↓↓↓

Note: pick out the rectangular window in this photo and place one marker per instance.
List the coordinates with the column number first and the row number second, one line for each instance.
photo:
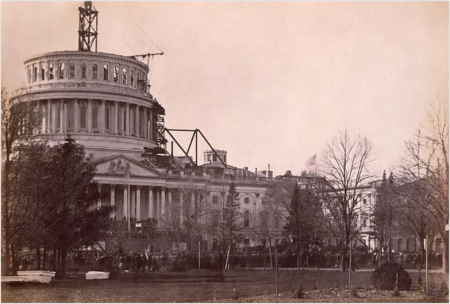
column 83, row 71
column 116, row 74
column 124, row 76
column 94, row 71
column 51, row 72
column 72, row 71
column 105, row 72
column 61, row 71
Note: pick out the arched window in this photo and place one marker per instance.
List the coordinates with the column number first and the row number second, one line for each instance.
column 51, row 71
column 140, row 123
column 83, row 117
column 95, row 117
column 124, row 76
column 71, row 118
column 133, row 122
column 61, row 71
column 94, row 71
column 400, row 245
column 246, row 218
column 124, row 120
column 105, row 72
column 58, row 116
column 72, row 71
column 83, row 71
column 107, row 118
column 116, row 74
column 276, row 220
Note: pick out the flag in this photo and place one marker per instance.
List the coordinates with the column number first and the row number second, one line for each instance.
column 312, row 160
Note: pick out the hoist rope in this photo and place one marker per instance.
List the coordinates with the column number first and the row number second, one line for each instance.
column 143, row 31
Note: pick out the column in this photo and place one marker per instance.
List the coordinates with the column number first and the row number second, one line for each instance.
column 181, row 207
column 138, row 203
column 127, row 123
column 145, row 123
column 119, row 113
column 102, row 117
column 163, row 201
column 132, row 203
column 77, row 116
column 49, row 113
column 44, row 120
column 61, row 117
column 137, row 122
column 150, row 203
column 99, row 202
column 89, row 116
column 125, row 201
column 169, row 200
column 116, row 122
column 113, row 201
column 53, row 107
column 150, row 125
column 158, row 203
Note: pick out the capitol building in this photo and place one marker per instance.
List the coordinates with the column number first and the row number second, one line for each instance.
column 103, row 101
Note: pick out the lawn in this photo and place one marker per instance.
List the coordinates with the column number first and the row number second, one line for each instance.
column 252, row 285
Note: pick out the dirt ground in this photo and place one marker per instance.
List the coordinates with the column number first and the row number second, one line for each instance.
column 253, row 286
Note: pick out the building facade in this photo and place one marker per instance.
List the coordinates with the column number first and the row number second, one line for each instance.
column 103, row 101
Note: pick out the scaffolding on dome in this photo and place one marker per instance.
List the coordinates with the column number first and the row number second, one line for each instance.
column 87, row 33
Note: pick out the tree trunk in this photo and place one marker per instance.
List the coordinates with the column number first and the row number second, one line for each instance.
column 13, row 264
column 44, row 259
column 63, row 263
column 6, row 259
column 343, row 256
column 445, row 254
column 38, row 257
column 270, row 254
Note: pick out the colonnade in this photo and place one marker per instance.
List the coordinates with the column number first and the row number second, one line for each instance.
column 143, row 202
column 96, row 116
column 139, row 202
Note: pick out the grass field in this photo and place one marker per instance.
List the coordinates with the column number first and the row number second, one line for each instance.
column 256, row 286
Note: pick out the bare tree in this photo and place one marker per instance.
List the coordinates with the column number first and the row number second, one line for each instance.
column 384, row 213
column 224, row 221
column 18, row 122
column 344, row 170
column 425, row 167
column 266, row 226
column 184, row 220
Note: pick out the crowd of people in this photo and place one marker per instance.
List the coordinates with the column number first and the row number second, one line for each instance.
column 153, row 261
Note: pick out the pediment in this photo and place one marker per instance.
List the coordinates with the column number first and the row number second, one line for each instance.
column 120, row 164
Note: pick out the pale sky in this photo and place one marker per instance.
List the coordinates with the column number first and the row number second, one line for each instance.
column 270, row 82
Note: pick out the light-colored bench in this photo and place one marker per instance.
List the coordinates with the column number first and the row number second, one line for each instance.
column 97, row 275
column 37, row 276
column 12, row 279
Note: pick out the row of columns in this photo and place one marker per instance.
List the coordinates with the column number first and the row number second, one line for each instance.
column 118, row 120
column 158, row 202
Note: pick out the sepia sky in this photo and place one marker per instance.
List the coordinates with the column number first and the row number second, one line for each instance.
column 270, row 82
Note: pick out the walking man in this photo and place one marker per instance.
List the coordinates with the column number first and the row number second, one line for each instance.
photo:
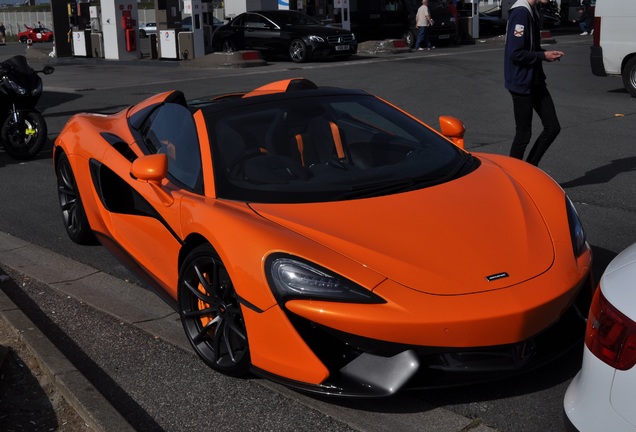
column 423, row 21
column 525, row 80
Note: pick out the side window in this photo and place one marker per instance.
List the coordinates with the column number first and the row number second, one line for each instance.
column 172, row 131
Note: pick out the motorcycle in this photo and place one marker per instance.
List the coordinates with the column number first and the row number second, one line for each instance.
column 24, row 130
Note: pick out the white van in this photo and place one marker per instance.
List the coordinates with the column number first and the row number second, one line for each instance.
column 614, row 47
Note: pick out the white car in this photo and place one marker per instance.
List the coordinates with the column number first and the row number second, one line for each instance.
column 602, row 396
column 147, row 29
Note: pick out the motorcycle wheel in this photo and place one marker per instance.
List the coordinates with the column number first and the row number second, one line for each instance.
column 25, row 140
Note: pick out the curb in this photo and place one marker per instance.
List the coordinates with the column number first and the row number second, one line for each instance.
column 89, row 404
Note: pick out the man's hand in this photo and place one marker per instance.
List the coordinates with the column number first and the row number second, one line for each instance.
column 553, row 55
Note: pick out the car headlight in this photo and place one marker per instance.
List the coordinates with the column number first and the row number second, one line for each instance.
column 15, row 86
column 577, row 233
column 290, row 277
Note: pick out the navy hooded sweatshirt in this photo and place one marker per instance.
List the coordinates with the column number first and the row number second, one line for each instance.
column 523, row 60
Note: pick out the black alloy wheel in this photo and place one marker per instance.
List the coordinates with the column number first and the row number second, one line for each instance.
column 211, row 314
column 73, row 214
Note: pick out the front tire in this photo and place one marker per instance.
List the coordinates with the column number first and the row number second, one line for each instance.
column 73, row 214
column 298, row 51
column 409, row 38
column 211, row 314
column 629, row 76
column 25, row 139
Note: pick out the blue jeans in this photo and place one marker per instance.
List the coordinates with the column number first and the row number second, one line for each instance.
column 422, row 36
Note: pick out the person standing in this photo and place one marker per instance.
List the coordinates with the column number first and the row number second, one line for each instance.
column 526, row 81
column 423, row 20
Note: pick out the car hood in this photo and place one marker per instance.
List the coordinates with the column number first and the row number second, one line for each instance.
column 478, row 233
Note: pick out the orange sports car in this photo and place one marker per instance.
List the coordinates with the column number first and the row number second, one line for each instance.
column 326, row 239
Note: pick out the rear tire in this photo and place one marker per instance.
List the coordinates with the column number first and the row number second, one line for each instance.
column 228, row 46
column 629, row 76
column 25, row 139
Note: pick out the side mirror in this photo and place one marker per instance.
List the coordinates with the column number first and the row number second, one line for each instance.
column 453, row 129
column 153, row 169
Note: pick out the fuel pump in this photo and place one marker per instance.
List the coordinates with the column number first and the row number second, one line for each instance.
column 119, row 27
column 80, row 28
column 468, row 12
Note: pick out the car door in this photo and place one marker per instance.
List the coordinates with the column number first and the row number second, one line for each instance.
column 147, row 222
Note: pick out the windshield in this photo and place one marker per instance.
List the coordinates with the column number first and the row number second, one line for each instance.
column 326, row 149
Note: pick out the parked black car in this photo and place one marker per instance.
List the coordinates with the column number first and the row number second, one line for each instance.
column 444, row 29
column 284, row 32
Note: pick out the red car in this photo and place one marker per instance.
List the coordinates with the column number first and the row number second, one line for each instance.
column 36, row 34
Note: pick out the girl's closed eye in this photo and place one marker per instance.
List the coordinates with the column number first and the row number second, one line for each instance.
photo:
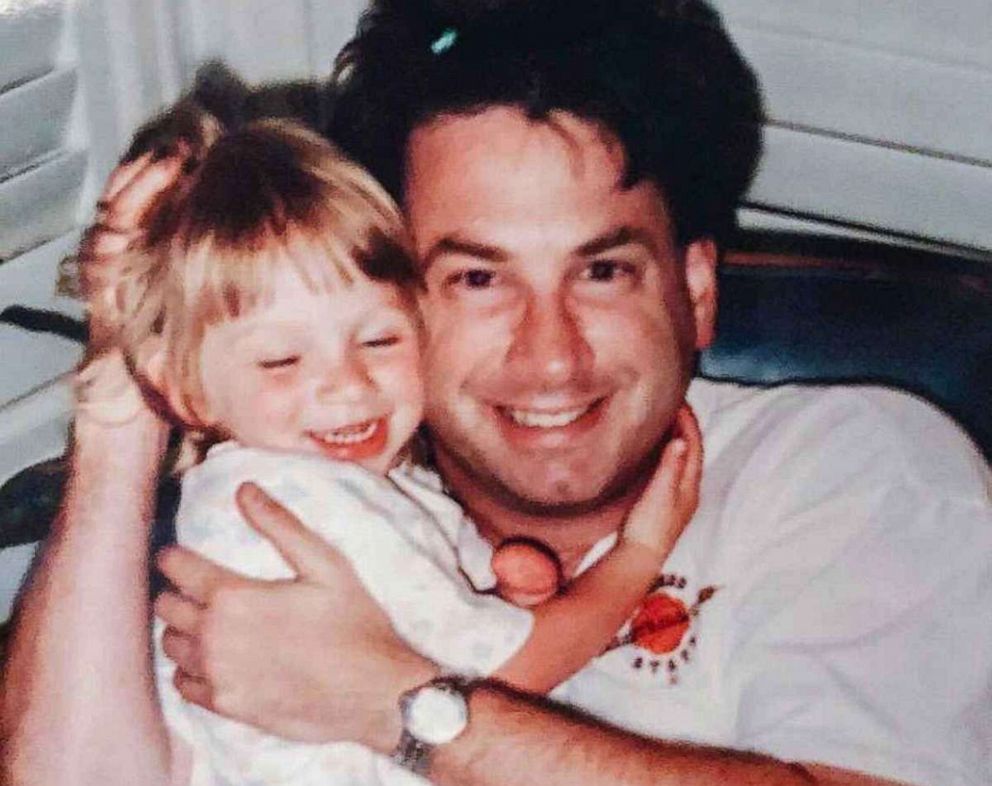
column 382, row 340
column 278, row 362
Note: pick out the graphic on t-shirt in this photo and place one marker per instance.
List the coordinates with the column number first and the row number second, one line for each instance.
column 661, row 630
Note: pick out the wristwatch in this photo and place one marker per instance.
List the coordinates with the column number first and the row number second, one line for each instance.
column 433, row 714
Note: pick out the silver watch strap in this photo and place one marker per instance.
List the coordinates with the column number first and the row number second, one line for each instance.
column 412, row 752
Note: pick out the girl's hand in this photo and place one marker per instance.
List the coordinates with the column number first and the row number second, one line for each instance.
column 671, row 497
column 526, row 573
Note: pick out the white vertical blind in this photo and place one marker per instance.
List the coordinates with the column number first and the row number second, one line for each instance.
column 76, row 78
column 880, row 113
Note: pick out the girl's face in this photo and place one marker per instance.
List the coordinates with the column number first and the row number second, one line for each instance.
column 332, row 373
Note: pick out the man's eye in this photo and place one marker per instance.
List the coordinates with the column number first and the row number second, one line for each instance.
column 607, row 270
column 477, row 278
column 382, row 341
column 281, row 362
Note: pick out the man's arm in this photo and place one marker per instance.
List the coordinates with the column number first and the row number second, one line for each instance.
column 219, row 628
column 79, row 703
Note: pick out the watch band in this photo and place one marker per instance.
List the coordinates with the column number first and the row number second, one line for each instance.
column 412, row 751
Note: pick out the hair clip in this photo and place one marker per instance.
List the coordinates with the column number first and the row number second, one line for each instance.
column 445, row 41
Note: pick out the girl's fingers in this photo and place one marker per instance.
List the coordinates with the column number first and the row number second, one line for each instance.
column 179, row 613
column 687, row 429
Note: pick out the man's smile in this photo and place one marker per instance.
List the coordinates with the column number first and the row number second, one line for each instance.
column 554, row 428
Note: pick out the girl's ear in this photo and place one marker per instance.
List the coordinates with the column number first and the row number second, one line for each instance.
column 150, row 364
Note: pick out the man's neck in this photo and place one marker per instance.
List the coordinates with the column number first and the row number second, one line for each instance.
column 570, row 535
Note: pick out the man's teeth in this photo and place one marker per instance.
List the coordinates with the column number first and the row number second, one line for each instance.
column 349, row 435
column 532, row 419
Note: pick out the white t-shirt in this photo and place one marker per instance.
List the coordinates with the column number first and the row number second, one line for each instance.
column 398, row 534
column 831, row 600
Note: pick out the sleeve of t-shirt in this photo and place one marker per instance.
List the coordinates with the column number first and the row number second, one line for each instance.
column 861, row 635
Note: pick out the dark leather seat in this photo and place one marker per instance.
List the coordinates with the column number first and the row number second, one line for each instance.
column 794, row 309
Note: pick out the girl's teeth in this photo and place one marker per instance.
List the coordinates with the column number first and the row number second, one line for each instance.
column 349, row 435
column 533, row 419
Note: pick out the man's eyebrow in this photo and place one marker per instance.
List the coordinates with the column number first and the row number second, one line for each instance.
column 615, row 238
column 452, row 244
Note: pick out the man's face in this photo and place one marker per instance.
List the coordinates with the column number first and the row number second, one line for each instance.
column 561, row 318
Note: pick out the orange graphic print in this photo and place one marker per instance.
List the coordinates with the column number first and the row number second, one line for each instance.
column 661, row 629
column 660, row 624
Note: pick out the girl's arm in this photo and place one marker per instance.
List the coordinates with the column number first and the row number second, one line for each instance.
column 577, row 625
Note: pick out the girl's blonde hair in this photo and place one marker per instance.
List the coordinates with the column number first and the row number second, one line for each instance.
column 266, row 198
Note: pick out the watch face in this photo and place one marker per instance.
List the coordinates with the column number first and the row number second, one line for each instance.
column 437, row 714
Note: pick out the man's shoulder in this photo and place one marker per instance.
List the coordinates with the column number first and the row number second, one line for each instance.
column 861, row 427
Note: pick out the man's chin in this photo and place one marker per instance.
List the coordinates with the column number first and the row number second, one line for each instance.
column 535, row 494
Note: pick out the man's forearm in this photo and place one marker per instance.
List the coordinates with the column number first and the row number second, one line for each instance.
column 516, row 741
column 79, row 702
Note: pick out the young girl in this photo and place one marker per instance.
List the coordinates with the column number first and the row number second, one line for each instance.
column 270, row 310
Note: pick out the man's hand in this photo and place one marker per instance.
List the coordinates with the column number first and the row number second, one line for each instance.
column 668, row 503
column 131, row 190
column 312, row 658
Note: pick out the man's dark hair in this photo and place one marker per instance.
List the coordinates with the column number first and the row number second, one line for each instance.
column 662, row 76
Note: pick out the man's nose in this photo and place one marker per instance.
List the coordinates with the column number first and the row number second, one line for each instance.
column 346, row 378
column 549, row 346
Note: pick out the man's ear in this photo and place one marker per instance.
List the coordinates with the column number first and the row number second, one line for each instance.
column 700, row 276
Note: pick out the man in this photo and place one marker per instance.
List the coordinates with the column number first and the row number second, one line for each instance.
column 567, row 170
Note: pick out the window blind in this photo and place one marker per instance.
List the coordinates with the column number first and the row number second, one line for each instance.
column 878, row 115
column 42, row 171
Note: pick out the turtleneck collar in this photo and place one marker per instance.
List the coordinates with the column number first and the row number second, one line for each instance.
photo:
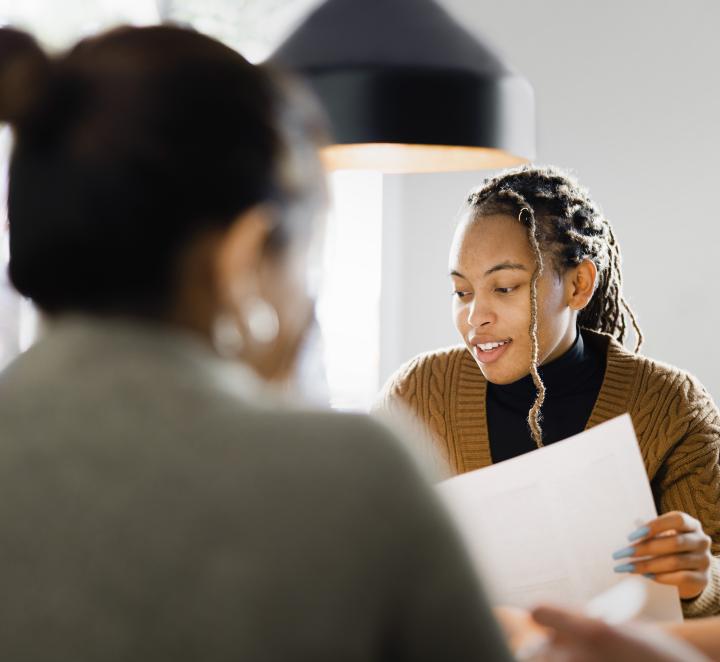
column 563, row 375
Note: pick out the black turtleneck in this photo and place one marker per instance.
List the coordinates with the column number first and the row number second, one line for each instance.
column 572, row 384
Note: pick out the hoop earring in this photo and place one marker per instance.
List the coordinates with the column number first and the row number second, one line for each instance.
column 263, row 323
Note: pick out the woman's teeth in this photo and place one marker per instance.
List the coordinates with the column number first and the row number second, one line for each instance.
column 489, row 346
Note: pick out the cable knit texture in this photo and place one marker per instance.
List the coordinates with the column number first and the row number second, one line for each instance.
column 676, row 422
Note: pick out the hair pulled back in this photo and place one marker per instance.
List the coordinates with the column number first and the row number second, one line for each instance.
column 131, row 144
column 565, row 227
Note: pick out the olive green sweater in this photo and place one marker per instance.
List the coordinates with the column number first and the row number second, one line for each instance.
column 676, row 422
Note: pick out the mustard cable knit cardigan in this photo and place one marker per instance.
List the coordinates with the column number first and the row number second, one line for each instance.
column 675, row 419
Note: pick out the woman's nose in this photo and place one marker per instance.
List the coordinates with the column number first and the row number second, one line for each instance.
column 479, row 313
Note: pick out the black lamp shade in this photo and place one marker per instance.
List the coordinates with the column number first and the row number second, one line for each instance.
column 409, row 89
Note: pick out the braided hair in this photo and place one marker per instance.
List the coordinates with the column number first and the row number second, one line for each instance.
column 567, row 227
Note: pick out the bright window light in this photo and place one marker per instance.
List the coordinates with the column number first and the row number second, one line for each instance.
column 349, row 303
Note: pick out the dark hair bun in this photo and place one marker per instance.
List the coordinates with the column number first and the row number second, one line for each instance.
column 24, row 71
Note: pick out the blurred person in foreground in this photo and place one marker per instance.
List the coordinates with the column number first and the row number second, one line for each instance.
column 156, row 501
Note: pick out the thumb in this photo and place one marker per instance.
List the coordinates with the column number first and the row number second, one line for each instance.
column 569, row 625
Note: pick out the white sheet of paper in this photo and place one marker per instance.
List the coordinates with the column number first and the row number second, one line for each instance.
column 542, row 527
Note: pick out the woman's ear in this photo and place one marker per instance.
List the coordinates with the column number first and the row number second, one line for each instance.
column 581, row 284
column 240, row 252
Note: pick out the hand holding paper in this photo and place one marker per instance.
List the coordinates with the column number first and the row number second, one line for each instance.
column 672, row 549
column 542, row 527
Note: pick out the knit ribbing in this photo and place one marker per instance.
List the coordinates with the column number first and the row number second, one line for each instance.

↑↑↑

Given exercise: Copy the listing above word for word, from the line containing "Note: pick out the fuel" through the line containing "column 147, row 222", with both of those lines included.

The completed task:
Note: pick out the fuel pump in this photo and place one marker per instance.
List the coordinates with the column number first and the row number second, one line for each instance.
column 119, row 27
column 80, row 28
column 468, row 12
Note: pick out the car door in this photo and place one marker per instance.
List the coordinates with the column number first and the row number second, one line for each instance.
column 147, row 222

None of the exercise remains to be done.